Every entry must be transcribed exactly as written.

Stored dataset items
-=-=-=-=-

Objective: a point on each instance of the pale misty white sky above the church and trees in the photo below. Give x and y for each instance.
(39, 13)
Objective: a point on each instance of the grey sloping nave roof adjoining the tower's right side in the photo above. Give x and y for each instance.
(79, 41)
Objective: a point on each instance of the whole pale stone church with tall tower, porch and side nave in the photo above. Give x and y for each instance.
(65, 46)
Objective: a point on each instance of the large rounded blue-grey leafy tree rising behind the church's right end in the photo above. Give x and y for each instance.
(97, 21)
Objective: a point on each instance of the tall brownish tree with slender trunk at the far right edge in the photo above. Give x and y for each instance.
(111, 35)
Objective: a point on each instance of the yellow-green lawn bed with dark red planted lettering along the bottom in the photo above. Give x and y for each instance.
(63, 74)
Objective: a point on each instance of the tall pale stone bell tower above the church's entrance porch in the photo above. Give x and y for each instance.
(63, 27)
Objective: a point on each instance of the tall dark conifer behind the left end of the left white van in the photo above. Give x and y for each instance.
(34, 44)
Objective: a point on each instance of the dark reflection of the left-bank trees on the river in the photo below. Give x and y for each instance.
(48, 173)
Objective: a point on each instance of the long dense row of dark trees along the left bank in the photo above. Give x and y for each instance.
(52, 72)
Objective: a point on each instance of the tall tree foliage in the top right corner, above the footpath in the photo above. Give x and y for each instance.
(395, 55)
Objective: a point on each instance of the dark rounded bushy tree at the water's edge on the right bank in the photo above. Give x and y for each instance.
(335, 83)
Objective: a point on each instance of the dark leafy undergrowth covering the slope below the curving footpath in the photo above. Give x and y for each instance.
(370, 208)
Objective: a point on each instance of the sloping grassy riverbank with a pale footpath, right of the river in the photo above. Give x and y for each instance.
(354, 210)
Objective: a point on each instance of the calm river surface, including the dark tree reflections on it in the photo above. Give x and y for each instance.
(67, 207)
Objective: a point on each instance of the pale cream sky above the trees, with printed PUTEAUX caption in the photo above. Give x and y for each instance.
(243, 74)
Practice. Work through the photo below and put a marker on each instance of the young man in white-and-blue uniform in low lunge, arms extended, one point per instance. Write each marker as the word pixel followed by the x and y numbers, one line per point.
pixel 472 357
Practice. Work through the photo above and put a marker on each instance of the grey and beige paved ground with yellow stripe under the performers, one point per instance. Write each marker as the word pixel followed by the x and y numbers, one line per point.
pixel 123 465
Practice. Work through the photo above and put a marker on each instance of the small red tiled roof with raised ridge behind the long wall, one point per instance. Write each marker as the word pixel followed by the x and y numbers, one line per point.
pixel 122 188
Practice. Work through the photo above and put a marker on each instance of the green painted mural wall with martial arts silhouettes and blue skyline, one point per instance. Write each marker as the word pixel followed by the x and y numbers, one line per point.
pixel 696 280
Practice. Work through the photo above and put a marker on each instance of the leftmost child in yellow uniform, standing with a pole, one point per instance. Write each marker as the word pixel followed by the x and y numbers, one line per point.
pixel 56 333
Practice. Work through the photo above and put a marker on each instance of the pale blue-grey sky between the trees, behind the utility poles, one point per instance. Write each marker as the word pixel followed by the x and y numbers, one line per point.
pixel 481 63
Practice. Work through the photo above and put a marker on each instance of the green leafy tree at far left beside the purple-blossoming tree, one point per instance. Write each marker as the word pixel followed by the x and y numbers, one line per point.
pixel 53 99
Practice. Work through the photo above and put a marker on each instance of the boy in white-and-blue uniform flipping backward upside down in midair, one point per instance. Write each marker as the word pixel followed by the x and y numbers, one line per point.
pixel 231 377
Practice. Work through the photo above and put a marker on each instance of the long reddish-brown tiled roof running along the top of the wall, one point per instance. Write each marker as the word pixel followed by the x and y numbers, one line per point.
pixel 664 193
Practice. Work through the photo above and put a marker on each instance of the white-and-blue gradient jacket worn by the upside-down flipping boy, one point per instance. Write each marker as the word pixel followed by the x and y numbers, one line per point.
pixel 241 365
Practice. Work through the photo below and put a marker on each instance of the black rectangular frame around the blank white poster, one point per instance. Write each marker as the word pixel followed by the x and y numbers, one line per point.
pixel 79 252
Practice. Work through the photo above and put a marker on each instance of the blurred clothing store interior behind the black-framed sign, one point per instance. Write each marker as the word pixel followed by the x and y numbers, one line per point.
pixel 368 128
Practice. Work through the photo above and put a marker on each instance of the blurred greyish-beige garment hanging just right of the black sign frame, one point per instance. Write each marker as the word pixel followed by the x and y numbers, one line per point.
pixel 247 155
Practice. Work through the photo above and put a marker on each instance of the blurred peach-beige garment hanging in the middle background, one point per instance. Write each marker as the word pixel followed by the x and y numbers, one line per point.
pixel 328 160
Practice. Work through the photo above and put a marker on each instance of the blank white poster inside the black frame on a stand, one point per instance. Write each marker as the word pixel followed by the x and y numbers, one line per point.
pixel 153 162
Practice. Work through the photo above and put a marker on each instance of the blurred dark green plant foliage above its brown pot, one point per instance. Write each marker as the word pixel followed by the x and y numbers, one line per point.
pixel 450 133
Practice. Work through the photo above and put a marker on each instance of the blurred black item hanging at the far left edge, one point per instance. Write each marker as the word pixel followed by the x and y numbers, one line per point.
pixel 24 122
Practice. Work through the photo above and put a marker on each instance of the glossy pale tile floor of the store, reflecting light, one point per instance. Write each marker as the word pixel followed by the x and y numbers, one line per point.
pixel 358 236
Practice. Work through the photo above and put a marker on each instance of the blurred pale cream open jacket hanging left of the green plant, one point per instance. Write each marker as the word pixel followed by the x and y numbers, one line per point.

-=-=-=-=-

SOLUTION -
Objective: a point on each instance of the pale misty white sky above the church and trees in the photo below. Give x and y for each instance.
(39, 13)
Objective: a point on each instance of the grey sloping nave roof adjoining the tower's right side in the photo above. Give x and y for each instance.
(79, 41)
Objective: a point on each instance of the whole pale stone church with tall tower, porch and side nave in the photo above. Give x and y for each instance.
(65, 46)
Objective: a point on each instance of the large rounded blue-grey leafy tree rising behind the church's right end in the photo above. Give x and y for each instance.
(97, 21)
Objective: a point on each instance of the tall brownish tree with slender trunk at the far right edge in the photo above. Give x and y for each instance.
(111, 35)
Objective: a point on each instance of the yellow-green lawn bed with dark red planted lettering along the bottom in the photo above. Give x and y for each instance.
(63, 74)
Objective: a point on each instance of the tall pale stone bell tower above the church's entrance porch in the photo above. Give x and y for each instance.
(63, 27)
Objective: a point on each instance of the tall dark conifer behind the left end of the left white van in the photo above. Give x and y for each instance.
(34, 44)
Objective: a point on each instance of the dark reflection of the left-bank trees on the river in the photo below. Give x and y for each instance.
(48, 173)
Objective: a point on each instance of the long dense row of dark trees along the left bank in the photo above. Give x and y for each instance.
(52, 72)
Objective: a point on each instance of the tall tree foliage in the top right corner, above the footpath in the photo above. Give x and y for each instance.
(395, 55)
Objective: a point on each instance of the dark rounded bushy tree at the water's edge on the right bank in the photo above. Give x and y for each instance.
(335, 83)
Objective: a point on each instance of the dark leafy undergrowth covering the slope below the curving footpath in the photo above. Give x and y for each instance.
(370, 208)
Objective: a point on each instance of the sloping grassy riverbank with a pale footpath, right of the river in the photo above. Give x and y for each instance.
(354, 210)
Objective: a point on each instance of the calm river surface, including the dark tree reflections on it in the photo above. Give x and y for each instance.
(67, 207)
Objective: a point on each instance of the pale cream sky above the trees, with printed PUTEAUX caption in the photo above. Give x and y for each instance.
(243, 74)
Practice. Work through the photo below and put a marker on each instance of the young man in white-and-blue uniform in low lunge, arms extended, one point per instance. Write each marker as the word pixel followed by the x and y numbers, one line per point.
pixel 472 357
Practice. Work through the photo above and put a marker on each instance of the grey and beige paved ground with yellow stripe under the performers, one point per instance. Write each marker as the word pixel followed by the x and y numbers, one line per point.
pixel 123 465
Practice. Work through the photo above and put a marker on each instance of the small red tiled roof with raised ridge behind the long wall, one point per instance. Write each marker as the word pixel followed by the x and y numbers, one line per point.
pixel 122 188
Practice. Work through the photo above and put a marker on each instance of the green painted mural wall with martial arts silhouettes and blue skyline, one point per instance. Write each marker as the word pixel followed by the x and y numbers, one line per point.
pixel 696 280
Practice. Work through the photo above and put a marker on each instance of the leftmost child in yellow uniform, standing with a pole, one point per instance. Write each marker as the word pixel followed by the x and y numbers, one line per point.
pixel 56 333
Practice. Work through the photo above and put a marker on each instance of the pale blue-grey sky between the trees, behind the utility poles, one point per instance. Write each marker as the word pixel followed by the x and y numbers, one line per point.
pixel 481 63
Practice. Work through the photo above and put a marker on each instance of the green leafy tree at far left beside the purple-blossoming tree, one point per instance. Write each marker as the word pixel followed by the x and y numbers, one line per point.
pixel 53 99
Practice. Work through the photo above and put a marker on each instance of the boy in white-and-blue uniform flipping backward upside down in midair, one point per instance. Write each marker as the word pixel followed by the x and y numbers, one line per point.
pixel 231 377
Practice. Work through the photo above and put a marker on each instance of the long reddish-brown tiled roof running along the top of the wall, one point per instance. Write each marker as the word pixel followed by the x and y numbers, one line per point.
pixel 664 193
Practice. Work through the photo above and put a marker on each instance of the white-and-blue gradient jacket worn by the upside-down flipping boy, one point per instance. Write each marker as the word pixel followed by the x and y numbers, one line per point.
pixel 241 365
Practice. Work through the photo below and put a marker on each instance of the black rectangular frame around the blank white poster, one point per instance. Write each marker as the word pixel followed by the x and y numbers, one line per point.
pixel 79 252
Practice. Work through the photo above and put a marker on each instance of the blurred clothing store interior behind the black-framed sign, one point per instance. Write each marker as the word pixel followed by the x and y numbers, one line per point.
pixel 368 128
Practice. Work through the photo above and put a marker on each instance of the blurred greyish-beige garment hanging just right of the black sign frame, one point per instance. Write each marker as the word pixel followed by the x and y numbers, one line per point.
pixel 247 155
Practice. Work through the photo above and put a marker on each instance of the blurred peach-beige garment hanging in the middle background, one point per instance. Write each marker as the word pixel followed by the x and y numbers, one line per point.
pixel 328 160
Practice. Work through the photo above and put a marker on each instance of the blank white poster inside the black frame on a stand, one point per instance. Write each marker as the word pixel followed by the x and y numbers, one line per point.
pixel 153 162
Practice. Work through the photo above and put a marker on each instance of the blurred dark green plant foliage above its brown pot, one point per instance. Write each marker as the word pixel followed by the x and y numbers, one line per point.
pixel 450 133
Practice. Work through the photo above and put a marker on each instance of the blurred black item hanging at the far left edge, one point per instance. Write each marker as the word pixel followed by the x and y numbers, one line per point.
pixel 24 122
Practice. Work through the photo above and put a marker on each instance of the glossy pale tile floor of the store, reflecting light, one point per instance. Write each marker as the word pixel followed by the x and y numbers, one line per point.
pixel 358 236
Practice. Work through the photo above and put a marker on each instance of the blurred pale cream open jacket hanging left of the green plant, one point per instance. Write each marker as the word pixel followed by the x and y numbers, one line per point.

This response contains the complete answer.